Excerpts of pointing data

=====

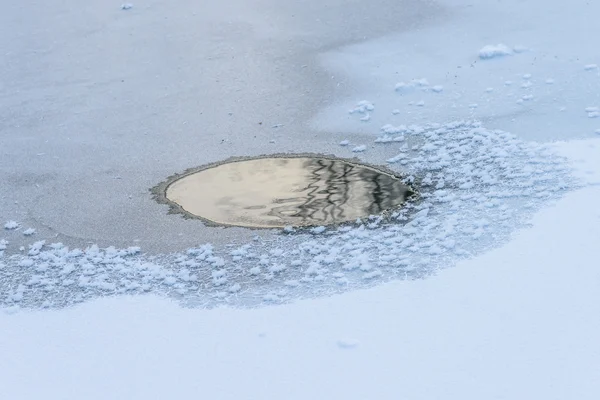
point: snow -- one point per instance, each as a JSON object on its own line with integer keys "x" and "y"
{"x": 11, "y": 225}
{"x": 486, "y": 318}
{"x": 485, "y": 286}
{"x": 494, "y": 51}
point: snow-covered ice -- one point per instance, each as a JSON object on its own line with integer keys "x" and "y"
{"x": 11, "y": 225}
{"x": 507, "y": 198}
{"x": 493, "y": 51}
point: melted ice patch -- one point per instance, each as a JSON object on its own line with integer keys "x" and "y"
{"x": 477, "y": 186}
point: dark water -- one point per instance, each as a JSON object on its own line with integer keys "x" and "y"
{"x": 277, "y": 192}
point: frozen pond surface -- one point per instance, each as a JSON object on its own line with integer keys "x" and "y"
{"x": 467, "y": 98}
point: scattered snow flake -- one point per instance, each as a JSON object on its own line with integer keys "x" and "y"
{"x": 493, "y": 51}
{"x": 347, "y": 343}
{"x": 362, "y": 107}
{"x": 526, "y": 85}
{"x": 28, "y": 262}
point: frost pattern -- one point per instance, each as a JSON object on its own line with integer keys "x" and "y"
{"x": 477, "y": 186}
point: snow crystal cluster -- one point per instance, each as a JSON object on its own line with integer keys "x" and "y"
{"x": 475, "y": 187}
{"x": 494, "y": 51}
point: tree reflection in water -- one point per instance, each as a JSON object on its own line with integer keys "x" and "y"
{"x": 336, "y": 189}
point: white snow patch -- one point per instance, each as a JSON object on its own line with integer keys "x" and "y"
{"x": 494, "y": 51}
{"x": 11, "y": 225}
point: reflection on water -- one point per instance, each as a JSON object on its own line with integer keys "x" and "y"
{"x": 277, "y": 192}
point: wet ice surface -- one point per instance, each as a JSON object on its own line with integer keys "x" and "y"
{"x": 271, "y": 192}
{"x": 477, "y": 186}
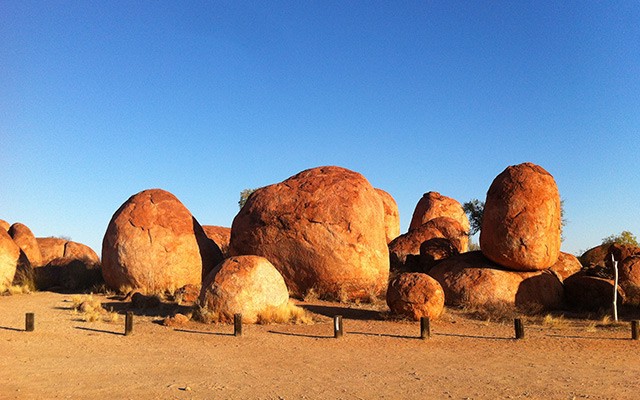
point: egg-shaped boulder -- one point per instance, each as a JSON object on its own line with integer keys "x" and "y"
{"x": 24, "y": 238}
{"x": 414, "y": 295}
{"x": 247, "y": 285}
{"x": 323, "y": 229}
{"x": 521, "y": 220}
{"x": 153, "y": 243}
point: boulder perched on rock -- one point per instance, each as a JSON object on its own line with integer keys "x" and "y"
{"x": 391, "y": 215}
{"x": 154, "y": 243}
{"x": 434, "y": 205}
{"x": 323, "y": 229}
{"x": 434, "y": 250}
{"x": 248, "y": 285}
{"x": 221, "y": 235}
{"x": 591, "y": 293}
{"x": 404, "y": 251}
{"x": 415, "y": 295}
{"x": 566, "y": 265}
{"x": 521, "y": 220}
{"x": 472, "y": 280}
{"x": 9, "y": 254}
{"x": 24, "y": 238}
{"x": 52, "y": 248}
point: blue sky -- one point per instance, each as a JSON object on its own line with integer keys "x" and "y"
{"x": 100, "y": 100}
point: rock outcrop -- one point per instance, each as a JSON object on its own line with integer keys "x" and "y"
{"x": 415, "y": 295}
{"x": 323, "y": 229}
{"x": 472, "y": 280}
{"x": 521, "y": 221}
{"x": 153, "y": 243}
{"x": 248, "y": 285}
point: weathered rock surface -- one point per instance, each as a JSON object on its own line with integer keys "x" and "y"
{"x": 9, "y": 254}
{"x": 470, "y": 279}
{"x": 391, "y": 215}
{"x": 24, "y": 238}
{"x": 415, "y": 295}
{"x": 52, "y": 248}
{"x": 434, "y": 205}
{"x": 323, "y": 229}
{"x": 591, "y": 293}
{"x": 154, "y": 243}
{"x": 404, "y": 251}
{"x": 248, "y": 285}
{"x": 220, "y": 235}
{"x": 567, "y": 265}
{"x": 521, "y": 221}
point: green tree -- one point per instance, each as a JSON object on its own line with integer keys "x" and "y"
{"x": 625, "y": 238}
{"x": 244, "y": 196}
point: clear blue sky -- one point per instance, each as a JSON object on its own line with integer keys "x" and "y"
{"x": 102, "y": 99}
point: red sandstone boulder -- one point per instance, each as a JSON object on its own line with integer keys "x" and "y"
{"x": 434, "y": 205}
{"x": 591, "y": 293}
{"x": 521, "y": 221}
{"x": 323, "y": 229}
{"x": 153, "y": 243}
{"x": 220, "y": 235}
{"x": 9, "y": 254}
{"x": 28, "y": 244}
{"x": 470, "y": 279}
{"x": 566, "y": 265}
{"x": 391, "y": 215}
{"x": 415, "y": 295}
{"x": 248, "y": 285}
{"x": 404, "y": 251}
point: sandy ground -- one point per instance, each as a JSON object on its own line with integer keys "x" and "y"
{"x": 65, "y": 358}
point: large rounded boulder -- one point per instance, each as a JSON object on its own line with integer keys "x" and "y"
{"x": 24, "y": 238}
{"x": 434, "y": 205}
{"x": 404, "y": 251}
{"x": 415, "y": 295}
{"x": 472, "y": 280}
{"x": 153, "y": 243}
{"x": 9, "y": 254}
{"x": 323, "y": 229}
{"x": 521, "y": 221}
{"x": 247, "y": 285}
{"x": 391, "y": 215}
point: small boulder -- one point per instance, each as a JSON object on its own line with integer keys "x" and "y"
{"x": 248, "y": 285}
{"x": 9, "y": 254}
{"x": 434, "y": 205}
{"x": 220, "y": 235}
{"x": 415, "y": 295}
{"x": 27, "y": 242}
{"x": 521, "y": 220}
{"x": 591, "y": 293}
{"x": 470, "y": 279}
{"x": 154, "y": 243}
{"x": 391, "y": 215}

=====

What to produce:
Turn these records into a Markdown table with two columns, Num for the row number and Content for the line, and skip any blank lines. Leave the pictures out of the answer.

Solved exercise:
| Num | Content |
|---|---|
| 1 | point: snow -- one point per instance, each as a JSON object on its own line with integer keys "x" and "y" |
| 2 | {"x": 11, "y": 225} |
| 3 | {"x": 486, "y": 318} |
| 4 | {"x": 485, "y": 286} |
| 5 | {"x": 494, "y": 51} |
| 6 | point: snow-covered ice -- one point per instance, each as a JSON object on its own line with integer keys "x" and "y" |
| 7 | {"x": 11, "y": 225} |
| 8 | {"x": 507, "y": 198} |
| 9 | {"x": 493, "y": 51} |
| 10 | point: melted ice patch -- one point per instance, each as a JSON object on its own line with integer keys "x" and "y" |
| 11 | {"x": 477, "y": 186} |
| 12 | point: dark water -- one point per instance, each as a JSON object on its own line with integer keys "x" and "y" |
| 13 | {"x": 277, "y": 192} |
| 14 | point: frozen pond surface -- one point per instance, each as a JSON object on its own line with integer keys "x" and "y" |
| 15 | {"x": 467, "y": 98} |
| 16 | point: scattered snow flake -- one point per instance, each as a JSON object on its own line with integer keys "x" and "y" |
| 17 | {"x": 493, "y": 51} |
| 18 | {"x": 347, "y": 343} |
| 19 | {"x": 362, "y": 107} |
| 20 | {"x": 526, "y": 85} |
| 21 | {"x": 28, "y": 262} |
| 22 | point: frost pattern -- one point per instance, each as a JSON object on its own line with integer keys "x" and "y" |
| 23 | {"x": 477, "y": 186} |
| 24 | point: snow crystal cluster -- one point per instance, each as a JSON object on its own line with integer keys "x" and "y" |
| 25 | {"x": 475, "y": 187} |
| 26 | {"x": 494, "y": 51} |
| 27 | point: tree reflection in water -- one point per instance, each as a JSON object on its own line with integer keys "x" and "y" |
| 28 | {"x": 336, "y": 189} |
| 29 | point: white snow patch -- one point per instance, each as a JSON object on its own line with integer keys "x" and "y" |
| 30 | {"x": 494, "y": 51} |
| 31 | {"x": 11, "y": 225} |
| 32 | point: reflection on water -- one point per instance, each as a JSON object on its own line with integer keys "x" and "y" |
| 33 | {"x": 277, "y": 192} |
| 34 | point: wet ice surface -- one point per instance, each as a JSON object on its own line with integer keys "x" and "y" |
| 35 | {"x": 271, "y": 192} |
| 36 | {"x": 477, "y": 186} |
| 37 | point: egg-shaped boulder -- one point per instance, each as a JSON object on its own line with integer keys "x" and "y" |
| 38 | {"x": 24, "y": 238} |
| 39 | {"x": 414, "y": 295} |
| 40 | {"x": 247, "y": 285} |
| 41 | {"x": 323, "y": 229} |
| 42 | {"x": 521, "y": 220} |
| 43 | {"x": 153, "y": 243} |
| 44 | point: boulder perched on rock -- one point per instance, each as a JSON object on its own line with integer keys "x" and "y" |
| 45 | {"x": 391, "y": 215} |
| 46 | {"x": 154, "y": 243} |
| 47 | {"x": 434, "y": 205} |
| 48 | {"x": 323, "y": 229} |
| 49 | {"x": 434, "y": 250} |
| 50 | {"x": 248, "y": 285} |
| 51 | {"x": 221, "y": 235} |
| 52 | {"x": 591, "y": 293} |
| 53 | {"x": 404, "y": 251} |
| 54 | {"x": 415, "y": 295} |
| 55 | {"x": 566, "y": 265} |
| 56 | {"x": 521, "y": 220} |
| 57 | {"x": 472, "y": 280} |
| 58 | {"x": 9, "y": 254} |
| 59 | {"x": 24, "y": 238} |
| 60 | {"x": 52, "y": 248} |
| 61 | point: blue sky -- one point per instance, each as a JSON object on its own line with integer keys "x" and "y" |
| 62 | {"x": 100, "y": 100} |
| 63 | point: rock outcrop -- one point per instance, each as a JSON object on its own line with integer keys "x" and "y" |
| 64 | {"x": 415, "y": 295} |
| 65 | {"x": 323, "y": 229} |
| 66 | {"x": 472, "y": 280} |
| 67 | {"x": 521, "y": 221} |
| 68 | {"x": 153, "y": 243} |
| 69 | {"x": 248, "y": 285} |
| 70 | point: weathered rock surface -- one point per instance, each as a JSON object on its own line with integer keys "x" and "y" |
| 71 | {"x": 9, "y": 254} |
| 72 | {"x": 470, "y": 279} |
| 73 | {"x": 391, "y": 215} |
| 74 | {"x": 24, "y": 238} |
| 75 | {"x": 415, "y": 295} |
| 76 | {"x": 52, "y": 248} |
| 77 | {"x": 434, "y": 205} |
| 78 | {"x": 323, "y": 229} |
| 79 | {"x": 591, "y": 293} |
| 80 | {"x": 154, "y": 243} |
| 81 | {"x": 404, "y": 251} |
| 82 | {"x": 248, "y": 285} |
| 83 | {"x": 220, "y": 235} |
| 84 | {"x": 567, "y": 265} |
| 85 | {"x": 521, "y": 221} |
| 86 | point: green tree -- one point per instance, each as a JSON object on its own line with integer keys "x" and "y" |
| 87 | {"x": 625, "y": 238} |
| 88 | {"x": 244, "y": 196} |
| 89 | point: clear blue sky -- one point per instance, each as a JSON object on its own line with integer keys "x" and "y" |
| 90 | {"x": 102, "y": 99} |
| 91 | point: red sandstone boulder -- one point per instance, each as a JSON object on its own line with integer keys "x" and "y" |
| 92 | {"x": 434, "y": 205} |
| 93 | {"x": 591, "y": 293} |
| 94 | {"x": 521, "y": 221} |
| 95 | {"x": 323, "y": 229} |
| 96 | {"x": 153, "y": 243} |
| 97 | {"x": 220, "y": 235} |
| 98 | {"x": 9, "y": 254} |
| 99 | {"x": 28, "y": 244} |
| 100 | {"x": 470, "y": 279} |
| 101 | {"x": 566, "y": 265} |
| 102 | {"x": 391, "y": 215} |
| 103 | {"x": 415, "y": 295} |
| 104 | {"x": 248, "y": 285} |
| 105 | {"x": 404, "y": 251} |
| 106 | point: sandy ground -- one point per instance, each as a JSON object on its own line with integer keys "x" and "y" |
| 107 | {"x": 65, "y": 358} |
| 108 | point: large rounded boulder -- one point per instance, each as a JSON object on its own line with integer keys "x" and "y" |
| 109 | {"x": 24, "y": 238} |
| 110 | {"x": 434, "y": 205} |
| 111 | {"x": 404, "y": 251} |
| 112 | {"x": 415, "y": 295} |
| 113 | {"x": 472, "y": 280} |
| 114 | {"x": 153, "y": 243} |
| 115 | {"x": 9, "y": 254} |
| 116 | {"x": 323, "y": 229} |
| 117 | {"x": 521, "y": 221} |
| 118 | {"x": 247, "y": 285} |
| 119 | {"x": 391, "y": 215} |
| 120 | point: small boulder -- one point per instance, each as a JSON object on its own line with integer keys "x" and "y" |
| 121 | {"x": 248, "y": 285} |
| 122 | {"x": 9, "y": 254} |
| 123 | {"x": 434, "y": 205} |
| 124 | {"x": 220, "y": 235} |
| 125 | {"x": 415, "y": 295} |
| 126 | {"x": 27, "y": 242} |
| 127 | {"x": 521, "y": 220} |
| 128 | {"x": 591, "y": 293} |
| 129 | {"x": 470, "y": 279} |
| 130 | {"x": 154, "y": 243} |
| 131 | {"x": 391, "y": 215} |